### Extracted text

PLAYING WITH THE HEALTH OF THE PEOPLE

Perhaps one of the most gruesome aspects of the transaction of electoral bonds seems to be the one where the pharmaceutical industry has sought concessions from the government. 35 pharmaceutical companies in India have contributed nearly Rs 1000 crores through electoral bonds. Of these, at least seven companies were being investigated for poor quality drugs when they purchased the bonds. Drug regulation is just one aspect where the industry seeks concession from the government. Firms could also be looking for cheap lands, tax exemptions, favorable policies, or removal of price caps.

Hetero Labs and Hetero Health Care bought electoral bonds for Rs 39 crores in April 2022. In the preceding month, Maharashtra Food and Drug Administration issued six notices to the company for substandard drugs. Three of these concern Remdesivir, an antiviral drug widely used to treat Covid-19. Torrent Pharma bought electoral bonds worth Rs 77.5 crores between May 19 and January 2024. They also have a record of failing drug quality tests. Ciders Health Care purchased electoral bonds worth Rs 29 crores between 2022 and 2023. They also had a record of failing in their manufactured product. Glenmark received five notices for substandard drugs between 2022 and 2023. Pharmaceutical companies received Rs 9.75 crores of electoral bonds. Cipla received four show cause notices for their drug between 2018 and 2022. Since 2019, it has purchased bonds worth Rs 39.2 crores.

The list could go on and on. If there is anonymity of donation to hands which matter, nothing could be more heinous.

CORPORATE COMMUNAL NEXUS

The joint application of three apex industry bodies, FICCI, CII, and Assocham, was sought to be raised in the Supreme Court after the court had decided on the matter. Their application was aimed to stop the disclosure of corporate donors through the bond scheme. The main contention was to hide behind the assertion that a post facto change in the condition for disclosure would hurt business confidence. The fact that these questions had been resolved in the long-drawn arguments provided by the Supreme Court's February 15th order was of no consequence for the apex organisations of the corporates. In fact, their attempt to block disclosure drew sharp criticism from the highest court. This joint application only underlined their acute discomfiture, oblivious to the deleterious impact it would have on the fundamental right of information and the electoral level playing field.

### Records supplied
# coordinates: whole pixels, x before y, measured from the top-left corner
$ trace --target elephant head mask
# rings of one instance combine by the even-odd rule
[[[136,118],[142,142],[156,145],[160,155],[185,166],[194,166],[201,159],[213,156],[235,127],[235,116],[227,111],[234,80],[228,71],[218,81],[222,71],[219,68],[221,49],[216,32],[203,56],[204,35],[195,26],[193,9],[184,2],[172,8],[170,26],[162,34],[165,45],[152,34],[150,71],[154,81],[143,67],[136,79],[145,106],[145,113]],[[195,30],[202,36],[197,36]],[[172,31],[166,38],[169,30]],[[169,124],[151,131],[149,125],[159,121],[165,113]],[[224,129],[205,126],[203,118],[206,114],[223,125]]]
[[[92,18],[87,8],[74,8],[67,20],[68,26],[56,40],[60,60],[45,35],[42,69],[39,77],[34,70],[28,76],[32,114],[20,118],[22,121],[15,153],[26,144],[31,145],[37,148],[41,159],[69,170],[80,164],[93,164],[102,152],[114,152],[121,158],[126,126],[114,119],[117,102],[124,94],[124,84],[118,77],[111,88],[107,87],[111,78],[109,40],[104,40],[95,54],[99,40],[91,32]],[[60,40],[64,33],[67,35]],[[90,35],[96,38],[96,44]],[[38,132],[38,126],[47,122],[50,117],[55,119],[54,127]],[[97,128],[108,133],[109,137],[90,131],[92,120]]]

### Activity list
1) Answer from the text on electoral bonds:
(a) Roughly how much did the 35 pharmaceutical companies in India contribute through electoral bonds?
(b) Which body issued six notices to Hetero for substandard drugs in the month before its April 2022 bond purchase?
(c) Which three apex industry bodies made the joint application to the Supreme Court?
2) Continue the text on electoral bonds after its last sentence, in the same voice.

### Answers for the exercise
1)
(a) Nearly Rs 1000 crores.
(b) The Maharashtra Food and Drug Administration.
(c) FICCI, CII, and Assocham.

2)
In addition to the industry bodies, the RSS also came out quite explicitly against the Supreme Court judgment and defended the electoral bond scheme. Rashtriya Swayamsevak Sangh general secretary Dattatreya Hosabale argued that the scheme is just an 'experiment' and 'questions are raised when new things come up.'

What is now clear is that these desperate attempts by corporate and communal forces to try and defend the government’s scheme, which, as opposed to cleansing political funding, was essentially aimed at disproportionately benefiting BJP. This has resulted in facilitating all kinds of financial and administrative corrupt practices. These desperate attempts only underline the setback that the corporate-communal nexus has suffered in the judicial intervention on the electoral bond scheme.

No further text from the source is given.